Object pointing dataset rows
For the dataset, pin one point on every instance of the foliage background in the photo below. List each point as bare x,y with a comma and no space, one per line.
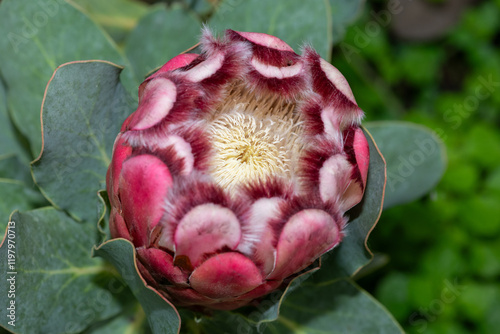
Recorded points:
438,259
442,252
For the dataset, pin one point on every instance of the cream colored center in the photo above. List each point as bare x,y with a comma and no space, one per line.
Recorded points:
253,138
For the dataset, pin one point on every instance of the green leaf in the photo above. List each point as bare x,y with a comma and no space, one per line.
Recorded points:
321,23
17,189
159,36
162,316
40,35
83,110
58,287
338,307
8,140
353,253
344,261
117,17
132,320
415,156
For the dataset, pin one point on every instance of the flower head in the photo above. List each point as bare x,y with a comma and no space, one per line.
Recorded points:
236,169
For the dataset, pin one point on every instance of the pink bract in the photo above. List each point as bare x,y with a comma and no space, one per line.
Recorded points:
236,170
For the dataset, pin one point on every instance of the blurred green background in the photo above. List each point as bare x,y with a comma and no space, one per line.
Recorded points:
436,63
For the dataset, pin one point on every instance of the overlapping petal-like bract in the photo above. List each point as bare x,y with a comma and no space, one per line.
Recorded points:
236,169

## WHAT IS REQUIRED
Skip the pictures and print each record exactly as it stands.

## FINAL RESULT
For the dataset, pin one point on every instance of the foliage background in the photo below. List each point as bare x,y with a comma and no space, one per line.
Recorded points:
438,259
442,252
For the dataset, pin one point on every instance of the cream colored center in the photo above. List each point as bare x,y with a comma and no space, one per line.
Recorded points:
253,138
For the dataset, pin one point on every instance of the green leaf in the photo above. List each point as bare x,y with a comma and no space, one per line.
Recorded points:
321,23
17,189
159,36
162,316
40,35
83,110
58,287
338,307
8,140
353,253
344,261
117,17
132,320
415,156
For the dataset, pin one point on every instance of the flower head in the photo above. List each point as bare x,y with a comma and no space, one per line.
Recorded points:
236,169
For the dataset, pin one point on every instance of the pink bract in the photo above. List each point as bare x,y with a comma and no space, one per line.
Recorded points:
236,170
For the dataset, pin one point on every instance of the blurred green background in the photo above. List each point as bare x,y with a comma and no space, one per line.
Recorded points:
436,63
For the dataset, pin one point on every instance of the overlapping petal-like bract in the photo above. List each point as bare x,y with a comma and no space, one per line.
Recorded points:
236,169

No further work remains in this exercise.